╭─ Listed entries

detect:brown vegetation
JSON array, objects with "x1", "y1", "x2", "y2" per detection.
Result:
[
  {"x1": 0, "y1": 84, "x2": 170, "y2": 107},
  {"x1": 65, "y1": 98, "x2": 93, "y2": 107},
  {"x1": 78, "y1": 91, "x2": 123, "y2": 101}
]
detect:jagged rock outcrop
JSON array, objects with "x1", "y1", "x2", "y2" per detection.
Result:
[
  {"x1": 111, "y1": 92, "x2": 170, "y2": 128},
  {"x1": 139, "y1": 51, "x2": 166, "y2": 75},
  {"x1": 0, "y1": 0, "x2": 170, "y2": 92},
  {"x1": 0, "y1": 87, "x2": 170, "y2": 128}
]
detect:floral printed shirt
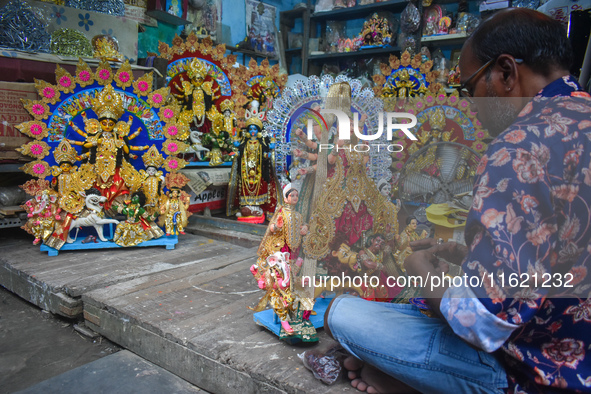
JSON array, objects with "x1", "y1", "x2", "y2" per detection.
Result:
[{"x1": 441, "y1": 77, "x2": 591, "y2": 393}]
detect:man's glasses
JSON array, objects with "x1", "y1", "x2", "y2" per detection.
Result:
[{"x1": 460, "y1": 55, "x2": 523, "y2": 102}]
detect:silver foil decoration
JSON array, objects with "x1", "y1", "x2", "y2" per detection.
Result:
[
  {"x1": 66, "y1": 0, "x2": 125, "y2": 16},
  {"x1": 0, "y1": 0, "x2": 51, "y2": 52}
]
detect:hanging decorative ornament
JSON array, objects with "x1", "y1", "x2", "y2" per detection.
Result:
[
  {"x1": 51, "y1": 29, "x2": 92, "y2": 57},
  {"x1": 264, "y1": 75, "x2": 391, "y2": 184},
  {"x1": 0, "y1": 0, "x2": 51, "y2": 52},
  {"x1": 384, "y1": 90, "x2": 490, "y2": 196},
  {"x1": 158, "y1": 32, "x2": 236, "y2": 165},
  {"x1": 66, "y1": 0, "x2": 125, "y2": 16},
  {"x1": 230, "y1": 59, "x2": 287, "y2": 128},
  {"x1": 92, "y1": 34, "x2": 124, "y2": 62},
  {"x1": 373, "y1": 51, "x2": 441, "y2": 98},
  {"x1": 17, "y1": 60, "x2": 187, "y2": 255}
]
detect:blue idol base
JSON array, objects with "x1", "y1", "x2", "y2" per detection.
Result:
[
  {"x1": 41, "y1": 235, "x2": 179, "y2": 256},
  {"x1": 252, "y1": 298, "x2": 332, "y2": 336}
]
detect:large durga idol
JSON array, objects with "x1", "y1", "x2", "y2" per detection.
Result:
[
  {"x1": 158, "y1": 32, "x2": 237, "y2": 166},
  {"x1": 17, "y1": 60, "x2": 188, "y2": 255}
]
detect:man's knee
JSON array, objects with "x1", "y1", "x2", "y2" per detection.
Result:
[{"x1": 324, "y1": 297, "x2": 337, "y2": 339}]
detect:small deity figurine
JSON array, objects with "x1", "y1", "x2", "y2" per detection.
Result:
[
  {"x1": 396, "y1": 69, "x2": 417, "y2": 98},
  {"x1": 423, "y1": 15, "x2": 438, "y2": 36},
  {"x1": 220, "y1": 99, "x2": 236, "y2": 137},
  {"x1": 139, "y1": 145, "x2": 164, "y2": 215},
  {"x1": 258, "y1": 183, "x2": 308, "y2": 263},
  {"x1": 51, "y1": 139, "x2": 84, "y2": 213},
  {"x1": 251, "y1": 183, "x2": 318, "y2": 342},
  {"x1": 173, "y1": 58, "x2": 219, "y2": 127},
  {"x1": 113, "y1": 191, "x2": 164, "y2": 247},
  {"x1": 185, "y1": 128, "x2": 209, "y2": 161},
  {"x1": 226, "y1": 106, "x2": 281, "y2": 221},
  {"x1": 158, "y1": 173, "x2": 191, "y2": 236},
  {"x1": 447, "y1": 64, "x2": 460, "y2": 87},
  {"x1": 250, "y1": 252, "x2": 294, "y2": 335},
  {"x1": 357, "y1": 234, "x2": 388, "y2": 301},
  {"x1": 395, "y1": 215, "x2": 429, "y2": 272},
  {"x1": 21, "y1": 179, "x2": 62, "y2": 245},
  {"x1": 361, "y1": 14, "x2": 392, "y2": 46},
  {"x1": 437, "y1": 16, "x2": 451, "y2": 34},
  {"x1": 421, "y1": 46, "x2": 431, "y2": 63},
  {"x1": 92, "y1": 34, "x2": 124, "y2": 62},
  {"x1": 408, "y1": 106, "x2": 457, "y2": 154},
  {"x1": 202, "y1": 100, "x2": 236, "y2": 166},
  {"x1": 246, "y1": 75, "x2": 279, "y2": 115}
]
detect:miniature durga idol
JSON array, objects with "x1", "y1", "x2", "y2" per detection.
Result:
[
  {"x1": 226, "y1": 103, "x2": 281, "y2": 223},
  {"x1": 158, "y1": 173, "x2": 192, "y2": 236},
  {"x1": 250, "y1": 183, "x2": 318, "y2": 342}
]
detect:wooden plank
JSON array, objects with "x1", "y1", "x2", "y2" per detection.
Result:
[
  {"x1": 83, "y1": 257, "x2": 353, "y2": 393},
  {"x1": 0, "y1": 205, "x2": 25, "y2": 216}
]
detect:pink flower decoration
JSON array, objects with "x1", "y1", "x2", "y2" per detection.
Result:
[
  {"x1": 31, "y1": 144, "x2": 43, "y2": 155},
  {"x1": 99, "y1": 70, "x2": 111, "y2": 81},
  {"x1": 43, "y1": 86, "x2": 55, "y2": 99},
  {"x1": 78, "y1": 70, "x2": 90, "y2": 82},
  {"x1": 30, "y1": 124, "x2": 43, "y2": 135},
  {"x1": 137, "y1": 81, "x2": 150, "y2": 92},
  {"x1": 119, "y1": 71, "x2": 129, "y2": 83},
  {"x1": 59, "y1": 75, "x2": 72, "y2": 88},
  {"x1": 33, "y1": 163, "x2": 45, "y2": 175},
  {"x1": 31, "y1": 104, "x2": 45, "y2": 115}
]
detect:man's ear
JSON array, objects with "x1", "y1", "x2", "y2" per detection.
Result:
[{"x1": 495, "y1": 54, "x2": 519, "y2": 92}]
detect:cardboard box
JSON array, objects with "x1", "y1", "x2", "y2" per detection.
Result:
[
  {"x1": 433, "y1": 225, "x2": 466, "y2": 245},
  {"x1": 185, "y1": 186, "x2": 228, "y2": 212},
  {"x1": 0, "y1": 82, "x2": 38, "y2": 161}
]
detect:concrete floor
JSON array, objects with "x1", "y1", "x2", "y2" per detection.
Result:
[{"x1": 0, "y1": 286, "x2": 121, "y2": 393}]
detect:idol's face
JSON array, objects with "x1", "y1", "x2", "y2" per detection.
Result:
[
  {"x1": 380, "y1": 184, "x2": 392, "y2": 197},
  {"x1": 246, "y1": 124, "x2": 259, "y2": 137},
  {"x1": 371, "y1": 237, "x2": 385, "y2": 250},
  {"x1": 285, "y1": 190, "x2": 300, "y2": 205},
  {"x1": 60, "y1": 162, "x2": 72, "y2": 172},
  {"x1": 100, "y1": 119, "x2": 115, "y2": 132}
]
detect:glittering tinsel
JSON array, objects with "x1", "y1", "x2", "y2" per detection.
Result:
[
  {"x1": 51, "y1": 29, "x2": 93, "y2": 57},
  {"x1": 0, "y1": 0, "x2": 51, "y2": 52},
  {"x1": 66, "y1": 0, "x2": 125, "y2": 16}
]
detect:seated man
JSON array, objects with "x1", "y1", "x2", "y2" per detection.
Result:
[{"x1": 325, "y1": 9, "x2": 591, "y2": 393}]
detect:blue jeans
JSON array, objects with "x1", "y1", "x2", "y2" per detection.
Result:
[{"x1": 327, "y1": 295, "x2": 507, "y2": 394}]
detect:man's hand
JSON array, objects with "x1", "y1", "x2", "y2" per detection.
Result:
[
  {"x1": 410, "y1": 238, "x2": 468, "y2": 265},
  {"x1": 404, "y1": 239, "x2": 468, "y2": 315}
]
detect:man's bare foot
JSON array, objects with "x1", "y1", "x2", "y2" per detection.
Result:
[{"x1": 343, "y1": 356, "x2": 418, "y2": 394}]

╰─

### Request
Reproduce the listing verbatim, starting with the line that contains "detect:blue jeans" and going on through its last line.

### Solution below
detect:blue jeans
JSON array, objects with "x1", "y1", "x2", "y2" per detection.
Result:
[{"x1": 327, "y1": 295, "x2": 507, "y2": 394}]
detect:man's hand
JSON array, objects with "x1", "y1", "x2", "y2" per detection.
Result:
[
  {"x1": 410, "y1": 238, "x2": 468, "y2": 265},
  {"x1": 404, "y1": 239, "x2": 468, "y2": 315}
]
detect:man's bare foot
JSON array, objects with "x1", "y1", "x2", "y2" per detection.
Result:
[{"x1": 343, "y1": 356, "x2": 418, "y2": 394}]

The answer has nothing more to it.